Work to complete —
1 - Copy the portion of the news report on the Libyan trafficking convictions from "(Corrects second paragraph" up to and including "uprising in 2011.".
2 - Answer these questions using the news report on the Libyan trafficking convictions:
(a) Which court convicted the four gang members?
(b) What was the range of the prison sentences imposed?
(c) From which coastal city were the defendants charged with smuggling migrants?
3 - Write the next part of the news report on the Libyan trafficking convictions, continuing after its final sentence.

Passage provided —
Libyan court jails four human traffickers for up to 22 years, attorney general says


(Corrects second paragraph to ⁠say only one of the defendants was sentenced in absentia, not ⁠four)

TRIPOLI, April 28 (Reuters) - Libya's Tripoli Criminal Court on Tuesday convicted ‌four members of "a criminal gang" involved in human trafficking, abductions for ransom and torture, with sentences up to 22 years, the attorney general's office said on its Facebook page.

The ​attorney general's office did not disclose the names ⁠of the four defendants, who ⁠were sentenced to between 12 and 22 years in prison. One of ⁠the ‌defendants was sentenced in absentia.

Libya has become a transit route for migrants fleeing conflict and poverty to Europe via dangerous routes ⁠across the desert and over the Mediterranean since the ​toppling of Muammar ‌Gaddafi in a NATO-backed uprising in 2011.

Charges against the four defendants ⁠including smuggling illegal ​migrants from Zuwara, a coastal city west of Tripoli, the attorney general's office said.

The gang also kidnapped migrants, forcing their families to pay ransom by sending ⁠them "videos documenting the victims' torture", it added.

Material supplied —
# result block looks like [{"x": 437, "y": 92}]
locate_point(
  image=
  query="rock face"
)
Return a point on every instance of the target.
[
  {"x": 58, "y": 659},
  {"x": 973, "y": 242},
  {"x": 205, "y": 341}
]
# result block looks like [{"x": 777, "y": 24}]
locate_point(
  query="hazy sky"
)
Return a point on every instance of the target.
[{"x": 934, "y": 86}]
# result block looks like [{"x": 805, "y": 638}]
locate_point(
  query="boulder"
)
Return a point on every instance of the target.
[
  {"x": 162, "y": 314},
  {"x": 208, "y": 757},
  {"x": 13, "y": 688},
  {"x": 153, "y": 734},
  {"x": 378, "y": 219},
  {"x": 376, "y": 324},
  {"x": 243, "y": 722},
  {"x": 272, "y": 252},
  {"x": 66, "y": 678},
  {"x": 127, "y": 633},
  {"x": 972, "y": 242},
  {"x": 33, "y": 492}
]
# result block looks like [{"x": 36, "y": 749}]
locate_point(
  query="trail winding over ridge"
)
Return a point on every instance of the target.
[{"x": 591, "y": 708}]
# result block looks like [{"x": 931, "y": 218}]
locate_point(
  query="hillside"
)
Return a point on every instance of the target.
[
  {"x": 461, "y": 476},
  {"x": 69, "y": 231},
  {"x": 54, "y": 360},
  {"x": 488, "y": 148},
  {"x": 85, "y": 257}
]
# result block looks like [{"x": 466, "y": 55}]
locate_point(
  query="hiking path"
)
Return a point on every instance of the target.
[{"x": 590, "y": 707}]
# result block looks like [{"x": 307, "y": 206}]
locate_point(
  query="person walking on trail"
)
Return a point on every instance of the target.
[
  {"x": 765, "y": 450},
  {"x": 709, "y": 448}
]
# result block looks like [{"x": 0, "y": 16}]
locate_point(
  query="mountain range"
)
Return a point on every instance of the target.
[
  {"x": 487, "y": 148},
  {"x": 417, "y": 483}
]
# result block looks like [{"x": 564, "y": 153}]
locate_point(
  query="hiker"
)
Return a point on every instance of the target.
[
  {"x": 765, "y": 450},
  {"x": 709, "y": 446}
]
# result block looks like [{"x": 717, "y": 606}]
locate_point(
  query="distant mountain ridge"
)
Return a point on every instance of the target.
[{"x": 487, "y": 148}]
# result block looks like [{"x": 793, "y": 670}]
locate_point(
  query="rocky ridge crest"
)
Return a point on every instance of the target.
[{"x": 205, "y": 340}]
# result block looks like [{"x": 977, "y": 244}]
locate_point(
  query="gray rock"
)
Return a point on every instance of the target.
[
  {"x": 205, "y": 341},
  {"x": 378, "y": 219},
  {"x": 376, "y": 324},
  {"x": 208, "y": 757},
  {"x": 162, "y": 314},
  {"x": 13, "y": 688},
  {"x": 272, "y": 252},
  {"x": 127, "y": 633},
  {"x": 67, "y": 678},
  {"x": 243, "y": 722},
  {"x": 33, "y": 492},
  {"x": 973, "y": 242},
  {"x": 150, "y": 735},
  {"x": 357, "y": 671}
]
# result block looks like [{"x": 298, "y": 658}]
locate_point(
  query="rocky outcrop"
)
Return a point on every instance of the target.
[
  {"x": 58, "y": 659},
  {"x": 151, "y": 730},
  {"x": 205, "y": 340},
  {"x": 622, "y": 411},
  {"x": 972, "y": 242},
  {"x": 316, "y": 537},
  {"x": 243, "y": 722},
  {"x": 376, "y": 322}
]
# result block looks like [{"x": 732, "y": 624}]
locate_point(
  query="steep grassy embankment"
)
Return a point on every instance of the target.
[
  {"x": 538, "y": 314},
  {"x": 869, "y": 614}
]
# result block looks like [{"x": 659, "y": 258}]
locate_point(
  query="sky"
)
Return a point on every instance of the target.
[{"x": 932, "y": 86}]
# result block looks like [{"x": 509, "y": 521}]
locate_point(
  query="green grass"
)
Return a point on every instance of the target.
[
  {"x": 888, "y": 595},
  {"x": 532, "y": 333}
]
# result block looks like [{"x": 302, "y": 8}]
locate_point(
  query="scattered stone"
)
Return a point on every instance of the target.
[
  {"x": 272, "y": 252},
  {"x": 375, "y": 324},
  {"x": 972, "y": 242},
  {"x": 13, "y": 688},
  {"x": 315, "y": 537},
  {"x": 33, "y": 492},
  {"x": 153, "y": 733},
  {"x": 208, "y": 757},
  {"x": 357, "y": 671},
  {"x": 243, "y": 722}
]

Outputs for the tasks —
1 -
(Corrects second paragraph to ⁠say only one of the defendants was sentenced in absentia, not ⁠four)

TRIPOLI, April 28 (Reuters) - Libya's Tripoli Criminal Court on Tuesday convicted ‌four members of "a criminal gang" involved in human trafficking, abductions for ransom and torture, with sentences up to 22 years, the attorney general's office said on its Facebook page.

The ​attorney general's office did not disclose the names ⁠of the four defendants, who ⁠were sentenced to between 12 and 22 years in prison. One of ⁠the ‌defendants was sentenced in absentia.

Libya has become a transit route for migrants fleeing conflict and poverty to Europe via dangerous routes ⁠across the desert and over the Mediterranean since the ​toppling of Muammar ‌Gaddafi in a NATO-backed uprising in 2011.

2 -
(a) The Tripoli Criminal Court.
(b) Between 12 and 22 years in prison.
(c) Zuwara.

3 -
At ​least 17 bodies believed to be migrants were recovered by a medical service centre two weeks ago from the shores of Zuwara.

On Monday, the Public ⁠Prosecutor's Office ordered the arrest of "a criminal gang" that sent migrants from the eastern Libyan city of Tobruk to the northern Mediterranean on a dilapidated and unsafe boat that capsized and resulted in the death of 38 ​Sudanese, Egyptian, and Ethiopian nationals.

In November, several ⁠states including Britain, Spain, Norway and Sierra Leone urged Libya at a U.N. ​meeting in Geneva to close detention centres ‌where rights groups say migrants and refugees ​have been tortured, abused and sometimes killed.